О возвращении к жизни человека, побывавшего после кончины на Страшном суде, сообщает Цезарий Гейстербахский, который слышал об этом удивительном происшествии от самого его героя. Когда Эйнольф, сделавшийся впоследствии монахом, еще был мальчиком, он заболел и умер без причастия. Стоя перед Господом, лик коего он видел «как бы через завесу», он был обвинен дьяволом в том, что украл грош у своего брата и не понес покаяния. Господь не нашел его вину чрезмерно тяжкой, и по просьбе неких святых старцев она была ему отпущена. Тем не менее душа его была на час брошена в чистилище, где претерпела несказанные муки. Теперь Эйнольф видел лик Божий вполне ясно, причем прежде он лицезрел Христа в человеческом облике, а после очищения — в божественном. Подле Христа видел он Богоматерь, ангелов, патриархов, пророков, апостолов, мучеников, исповедников, дев и других праведников. Дьявол, чувствуя, что упускает его душу, просил Бога возвратить ее в тело. Христос возразил нечистому: ты рассчитываешь на то, что, вновь согрешив, Эйнольф в будущем тебе достанется. Тем не менее реанимация состоялась (DM, XII: 57). Итак, этот мальчик стоял перед судом Господа, побывал в чистилище и после всего этого сподобился восстановления в телесной оболочке.

Иногда причина возвращения души умершего в тело на поверхностный взгляд может быть сочтена ничтожной. Монах, который не успел уплатить корабельщикам за перевоз один обол, скончался, забыв упомянуть на исповеди о своем пустячном долге. Но на том свете эта мелочь выросла перед его взором до такой степени, что казалась большей, нежели целый мир, и он взмолился к ангелам, прося вернуть его душу в тело. Воскреснувший монах исповедался аббату и, как только долг был погашен, вновь испустил дух. Известие верное, ибо Цезарию Гейстербахскому о нем поведал один аббат, беседовавший с тем аббатом, которому исповедался покойник (DM, XI: 35). Ничто не пустяк, когда речь идет о спасении души.

● **Задания**
1/ Переведите на английский язык предложение из фрагмента текста: «Ничто не пустяк, когда речь идет о спасении души».
2/ Изложите фрагмент текста в двух предложениях.
3/ Перепишите фрагмент текста дословно, начиная со слов «Иногда причина возвращения» и заканчивая словами «о спасении души.».

● **Исходный материал**

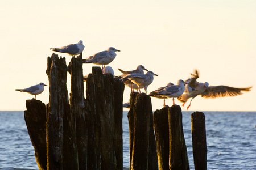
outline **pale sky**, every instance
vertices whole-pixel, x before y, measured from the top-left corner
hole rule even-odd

● **Ответы к заданиям**
1/ Nothing is trivial when the salvation of the soul is at stake.

2/ Цезарий Гейстербахский рассказывает о мальчике Эйнольфе, который умер без причастия, был обвинен дьяволом перед Господом в краже гроша у брата, на час попал в чистилище и затем был возвращен в тело. Он же сообщает о монахе, который вернулся к жизни, чтобы исповедаться в неуплаченном корабельщикам оболе, и снова испустил дух, как только долг был погашен.

3/
Иногда причина возвращения души умершего в тело на поверхностный взгляд может быть сочтена ничтожной. Монах, который не успел уплатить корабельщикам за перевоз один обол, скончался, забыв упомянуть на исповеди о своем пустячном долге. Но на том свете эта мелочь выросла перед его взором до такой степени, что казалась большей, нежели целый мир, и он взмолился к ангелам, прося вернуть его душу в тело. Воскреснувший монах исповедался аббату и, как только долг был погашен, вновь испустил дух. Известие верное, ибо Цезарию Гейстербахскому о нем поведал один аббат, беседовавший с тем аббатом, которому исповедался покойник (DM, XI: 35). Ничто не пустяк, когда речь идет о спасении души.